Instruction: Write the next part of the article on openMosix clustering, starting right after its last sentence.

Text:

In this three-part series, I’ve been introducing you to a clustering technology for Linux called openMosix. As you may know, clustering technologies allow two or more networked Linux systems (called "nodes") to combine their computing resources to solve challenges faster than would be possible if they were tackling the problem on their own. Choice of hardware is flexible of course, and openMosix is not limited to any single hardware platform, but clusters built on IBM xSeries servers running Intel® XeonTM processors have some unique advantages. Making use of performance-enhancing technologies such as Intel's Hyper-Threading Technology, now supported under Linux, improves the performance of multi-threaded applications by allowing a single Xeon processor to appear to the operating system as two virtual processors. By taking advantage of Hyper-Threading, you benefit from having multiple physical and/or virtual processors, and also enjoy the benefits of openMosix itself. As this series progresses, I'll guide you through the process of setting up your own openMosix cluster. By the end of the series, you'll have your own openMosix mini-cluster up and running and will be ready to use it to effectively accelerate your computing tasks.
In this third and final article, I'll show you various ways of using openMosix to tackle computing challenges. As an example openMosix application, I'll use FLAC (a free lossless audio encoder) to compress several hundred megabytes of CD-quality audio data. By following along, you'll learn how to use your own openMosix cluster efficiently and effectively.
Now we're ready to put our openMosix cluster to work on a real computing task. For this article, I've decided to demonstrate openMosix's capabilities by using FLAC, a free lossless audio encoder. FLAC is a program that allows you to compress digital audio bitstreams so that they take up less space on disk.
However, unlike MPEG 1 Layer 3 encoding, FLAC is "lossless"—no data is lost in the encoding process. That means that when you uncompress your FLAC-encoded data, you'll end up with a pristine digital bitstream rather than a digitally degraded version of your original data. FLAC allows most music data to be compressed to around 65% of original size, and often compresses even smaller.
Certain types of audio data can be compressed even more dramatically.

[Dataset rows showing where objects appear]
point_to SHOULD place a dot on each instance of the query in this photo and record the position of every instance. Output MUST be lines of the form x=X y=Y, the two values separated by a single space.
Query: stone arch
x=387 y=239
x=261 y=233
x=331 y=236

Answer to the task:
There are several reasons why audio and video encoding applications are an,excellent match for openMosix. For one, they are generally very CPU-intensive, and have significant but not excessive I/O demands. Because the encoding processes are CPU-intensive, we'll be able to see a big improvement as openMosix migrates these processes to various nodes in our cluster. In addition, FLAC's I/O demands will probably not overwhelm our LAN, allowing our processes to execute on remote nodes in an efficient manner. In combination, these traits will allow our audio encoding performance to scale nearly linearly with the number of nodes in our cluster.
In addition to the CPU and I/O factors, audio and video encoding jobs typically run for at least several minutes, and that gives openMosix plenty of opportunity to migrate the encoding processes to the machines where they can execute most quickly. In contrast, if we needed to run thousands of processes that only had a lifetime of about 2 seconds apiece, openMosix's process migration would never kick in. Why? Because the cost of migrating such short-lived processes to a remote system outweighs the benefits of doing so.
Fortunately for us, openMosix is smart enough to realize this and does an excellent job of only migrating processes in cases where doing so will result in a tangible peformance gain. In general, a process isn’t considered for migration until it is at least 5 seconds old. The exact time before a process is considered for migration depends upon the performance of your cluster.
Now it's time to get FLAC up and running. To do this, head over to http://flac.sourceforge.net and download the latest FLAC sources, which are found under the "download" link. Then, install FLAC onto a single node in your cluster as follows:
# tar xzvf flac-1.0.2-src.tar.gz # cd flac-1.0.2 # ./configure # make # make install |
If building fails due to a missing "docbook2man," simply install docbook2man or edit the Makefile and comment out the "man" Makefile target. After the "make install" completes, FLAC is installed and ready for use. Again, note that you only need to install FLAC on one node in your cluster—yet another way that openMosix makes our life easier.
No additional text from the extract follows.